→ **What this task involves**:
Continue the report below on the dupilumab trial in eosinophilic esophagitis, picking up after its last sentence.

**** Reading text ****

Dupilumab was associated with clinical and anatomic improvements in patients with eosinophilic esophagitis, according to results from a pivotal phase 3 study.
Part A of the randomized, double-blind, placebo-controlled trial assessed the treatment effect of dupilumab in 81 patients aged ≥12 years with eosinophilic esophagitis, as determined by histological and patient-reported measures. Patients were randomized to receive either dupilumab 300mg weekly or placebo for 24 weeks. The co-primary end points were the proportion of patients achieving peak esophageal intraepithelial eosinophil count of ≤6 eosinophils per high-power field, and the absolute change in Dysphagia Questionnaire (DSQ) score, at 24 weeks.
Results showed that patients treated with dupilumab had a 60% reduction in their esophageal eosinophilic count to a normal range vs 5% for placebo (P <.0001), and a 69% reduction in disease symptoms, as measured by the DSQ score, vs 32% for placebo (P =.0002); dupilumab-treated patients experienced a 21.92 point improvement in DSQ score vs a 9.60 point improvement for placebo (P =.0004).
At 24 weeks, dupilumab was also associated with a 39% reduction in abnormal endoscopic findings (secondary end point) compared with 0.6% for placebo, as measured by the EoE Endoscopic Reference Score (-3.2 vs -0.3, respectively; P <.0001)
The safety profile of dupilumab was found to be similar to that seen in previous studies for approved indications. Compared with placebo, dupilumab had a higher frequency of injection site reactions (n=12 vs n=15) and upper respiratory tract infections (n=6 vs n=11). There was 1 treatment discontinuation in the dupilumab arm due to arthralgia.

**** Record excerpts ****

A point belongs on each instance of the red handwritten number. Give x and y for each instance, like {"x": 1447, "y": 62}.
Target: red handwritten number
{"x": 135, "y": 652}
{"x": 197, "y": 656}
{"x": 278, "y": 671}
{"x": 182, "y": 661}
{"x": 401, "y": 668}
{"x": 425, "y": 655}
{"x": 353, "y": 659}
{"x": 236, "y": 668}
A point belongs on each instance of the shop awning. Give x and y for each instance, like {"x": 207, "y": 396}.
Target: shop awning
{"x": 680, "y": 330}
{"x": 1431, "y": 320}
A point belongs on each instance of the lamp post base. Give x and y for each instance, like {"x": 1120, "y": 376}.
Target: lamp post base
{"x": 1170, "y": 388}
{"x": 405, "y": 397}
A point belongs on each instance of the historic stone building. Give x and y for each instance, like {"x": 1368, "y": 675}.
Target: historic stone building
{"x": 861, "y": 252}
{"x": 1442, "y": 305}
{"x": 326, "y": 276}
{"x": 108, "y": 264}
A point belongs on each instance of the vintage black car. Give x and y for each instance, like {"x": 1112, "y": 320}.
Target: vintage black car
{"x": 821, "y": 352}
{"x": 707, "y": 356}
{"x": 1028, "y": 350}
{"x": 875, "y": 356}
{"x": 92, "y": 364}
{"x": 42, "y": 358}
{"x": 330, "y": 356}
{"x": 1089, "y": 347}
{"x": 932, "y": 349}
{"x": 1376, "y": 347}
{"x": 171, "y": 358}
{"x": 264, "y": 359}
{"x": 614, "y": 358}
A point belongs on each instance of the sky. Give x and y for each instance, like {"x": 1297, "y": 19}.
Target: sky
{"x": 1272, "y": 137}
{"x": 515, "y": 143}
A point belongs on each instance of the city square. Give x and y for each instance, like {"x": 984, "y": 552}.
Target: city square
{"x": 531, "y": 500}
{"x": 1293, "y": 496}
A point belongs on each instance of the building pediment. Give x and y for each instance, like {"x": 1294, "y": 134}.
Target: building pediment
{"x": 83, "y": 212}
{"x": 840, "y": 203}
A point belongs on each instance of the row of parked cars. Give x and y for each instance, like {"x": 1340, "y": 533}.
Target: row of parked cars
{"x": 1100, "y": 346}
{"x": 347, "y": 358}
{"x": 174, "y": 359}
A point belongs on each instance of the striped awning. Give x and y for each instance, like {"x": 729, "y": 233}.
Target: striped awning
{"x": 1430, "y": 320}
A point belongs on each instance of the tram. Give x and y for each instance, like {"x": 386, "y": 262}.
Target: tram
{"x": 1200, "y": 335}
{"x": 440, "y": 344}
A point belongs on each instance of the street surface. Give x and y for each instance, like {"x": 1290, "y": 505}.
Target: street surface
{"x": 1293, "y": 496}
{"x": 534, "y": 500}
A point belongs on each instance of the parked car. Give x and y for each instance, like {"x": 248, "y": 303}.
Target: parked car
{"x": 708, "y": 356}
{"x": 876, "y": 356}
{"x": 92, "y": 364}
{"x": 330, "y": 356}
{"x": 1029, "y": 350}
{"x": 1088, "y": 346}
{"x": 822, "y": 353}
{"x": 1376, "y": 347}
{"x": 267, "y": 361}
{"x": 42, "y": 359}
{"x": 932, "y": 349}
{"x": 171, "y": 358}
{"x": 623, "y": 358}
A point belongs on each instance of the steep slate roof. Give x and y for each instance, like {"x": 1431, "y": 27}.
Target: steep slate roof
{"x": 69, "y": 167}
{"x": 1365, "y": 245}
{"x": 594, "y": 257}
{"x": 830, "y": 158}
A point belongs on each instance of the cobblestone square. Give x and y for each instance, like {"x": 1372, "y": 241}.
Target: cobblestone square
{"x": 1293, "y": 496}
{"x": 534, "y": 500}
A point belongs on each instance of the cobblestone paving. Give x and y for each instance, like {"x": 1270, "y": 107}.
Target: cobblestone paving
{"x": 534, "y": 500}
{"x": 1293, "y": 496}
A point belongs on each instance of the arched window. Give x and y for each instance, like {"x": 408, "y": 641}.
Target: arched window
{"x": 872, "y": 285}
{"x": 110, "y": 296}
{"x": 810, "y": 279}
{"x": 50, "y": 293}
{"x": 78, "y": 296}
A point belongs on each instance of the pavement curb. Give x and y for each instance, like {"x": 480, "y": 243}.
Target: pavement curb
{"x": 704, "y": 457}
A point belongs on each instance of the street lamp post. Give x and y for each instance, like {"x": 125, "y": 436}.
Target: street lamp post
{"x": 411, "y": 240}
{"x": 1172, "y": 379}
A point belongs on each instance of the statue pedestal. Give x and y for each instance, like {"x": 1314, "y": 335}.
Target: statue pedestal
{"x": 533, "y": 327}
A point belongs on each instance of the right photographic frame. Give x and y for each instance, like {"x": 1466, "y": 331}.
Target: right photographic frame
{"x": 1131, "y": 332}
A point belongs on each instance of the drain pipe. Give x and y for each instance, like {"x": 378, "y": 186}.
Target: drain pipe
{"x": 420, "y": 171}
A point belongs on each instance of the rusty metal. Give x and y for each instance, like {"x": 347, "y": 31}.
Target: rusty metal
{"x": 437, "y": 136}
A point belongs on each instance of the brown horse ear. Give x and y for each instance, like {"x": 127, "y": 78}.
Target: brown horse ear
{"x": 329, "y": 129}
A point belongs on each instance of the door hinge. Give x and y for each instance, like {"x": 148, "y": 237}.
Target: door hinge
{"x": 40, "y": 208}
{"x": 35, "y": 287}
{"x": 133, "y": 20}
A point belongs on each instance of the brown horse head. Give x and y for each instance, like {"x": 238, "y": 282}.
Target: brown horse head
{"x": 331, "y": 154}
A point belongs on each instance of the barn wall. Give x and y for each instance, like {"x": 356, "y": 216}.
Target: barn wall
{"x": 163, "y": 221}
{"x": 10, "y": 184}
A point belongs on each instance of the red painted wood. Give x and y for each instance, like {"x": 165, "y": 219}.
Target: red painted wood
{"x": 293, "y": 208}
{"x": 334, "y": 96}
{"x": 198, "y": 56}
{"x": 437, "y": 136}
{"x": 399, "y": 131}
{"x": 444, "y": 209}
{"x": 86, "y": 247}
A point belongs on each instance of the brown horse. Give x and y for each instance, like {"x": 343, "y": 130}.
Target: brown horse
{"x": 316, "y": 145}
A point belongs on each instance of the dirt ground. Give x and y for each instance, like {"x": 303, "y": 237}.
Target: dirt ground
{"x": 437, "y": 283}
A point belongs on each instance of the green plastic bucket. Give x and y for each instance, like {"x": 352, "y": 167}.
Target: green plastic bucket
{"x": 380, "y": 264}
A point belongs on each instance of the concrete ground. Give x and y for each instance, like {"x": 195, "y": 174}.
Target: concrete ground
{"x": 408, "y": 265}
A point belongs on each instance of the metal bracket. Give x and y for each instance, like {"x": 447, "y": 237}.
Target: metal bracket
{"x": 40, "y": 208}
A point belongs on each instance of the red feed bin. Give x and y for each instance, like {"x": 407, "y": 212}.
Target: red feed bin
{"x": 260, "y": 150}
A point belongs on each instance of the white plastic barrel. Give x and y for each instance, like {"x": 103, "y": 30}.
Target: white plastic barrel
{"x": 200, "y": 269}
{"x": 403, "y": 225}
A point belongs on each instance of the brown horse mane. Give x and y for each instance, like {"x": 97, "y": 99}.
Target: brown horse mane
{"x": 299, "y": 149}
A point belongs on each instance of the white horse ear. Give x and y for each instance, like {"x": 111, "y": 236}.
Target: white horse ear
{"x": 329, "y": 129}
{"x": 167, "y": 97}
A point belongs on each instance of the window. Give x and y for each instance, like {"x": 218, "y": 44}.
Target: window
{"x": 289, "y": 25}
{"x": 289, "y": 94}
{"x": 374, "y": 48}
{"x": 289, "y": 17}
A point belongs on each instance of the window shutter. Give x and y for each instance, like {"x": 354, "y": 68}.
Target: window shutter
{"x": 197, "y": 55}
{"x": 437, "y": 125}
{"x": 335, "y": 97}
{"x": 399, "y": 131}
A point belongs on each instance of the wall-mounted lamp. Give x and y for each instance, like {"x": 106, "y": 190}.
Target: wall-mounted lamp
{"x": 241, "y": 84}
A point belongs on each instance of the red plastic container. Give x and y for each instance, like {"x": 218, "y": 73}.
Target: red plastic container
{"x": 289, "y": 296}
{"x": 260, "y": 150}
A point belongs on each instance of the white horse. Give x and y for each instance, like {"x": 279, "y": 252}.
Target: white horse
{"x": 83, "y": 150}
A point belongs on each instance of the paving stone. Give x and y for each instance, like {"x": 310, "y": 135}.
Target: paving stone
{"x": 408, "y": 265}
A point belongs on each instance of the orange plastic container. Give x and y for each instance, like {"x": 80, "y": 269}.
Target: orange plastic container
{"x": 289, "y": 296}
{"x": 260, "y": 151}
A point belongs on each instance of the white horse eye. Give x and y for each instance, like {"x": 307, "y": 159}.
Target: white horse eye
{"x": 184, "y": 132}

****

→ **Expected answer**:
Full detailed results from this trial will be presented at an upcoming medical meeting. Investigators are currently enrolling additional patients in Part B of the trial to assess dosing regimens, as well as Part C, a 28-week extended treatment period.
The Food and Drug Administration (FDA) previously granted Orphan Drug designation to dupilumab for eosinophilic esophagitis. “In the past, [eosinophilic esophagitis] was thought to be a disease caused by eosinophils, but other biologics that decrease eosinophils in the esophagus did not demonstrate consistent clinical or anatomical improvements,” said George D. Yancopoulos, MD, PhD, Co-Founder, President and Chief Scientific Officer of Regeneron. “These Dupixent results demonstrate [eosinophilic esophagitis] is caused by multiple aspects of type 2 inflammation, driven by interleukin-4 and interleukin-13.”
Dupilumab, an interleukin-4 receptor alpha antagonist, is currently approved under the brand name Dupixent® (Regeneron and Sanofi) for the treatment of atopic dermatitis, asthma and chronic rhinosinusitis with nasal polyposis.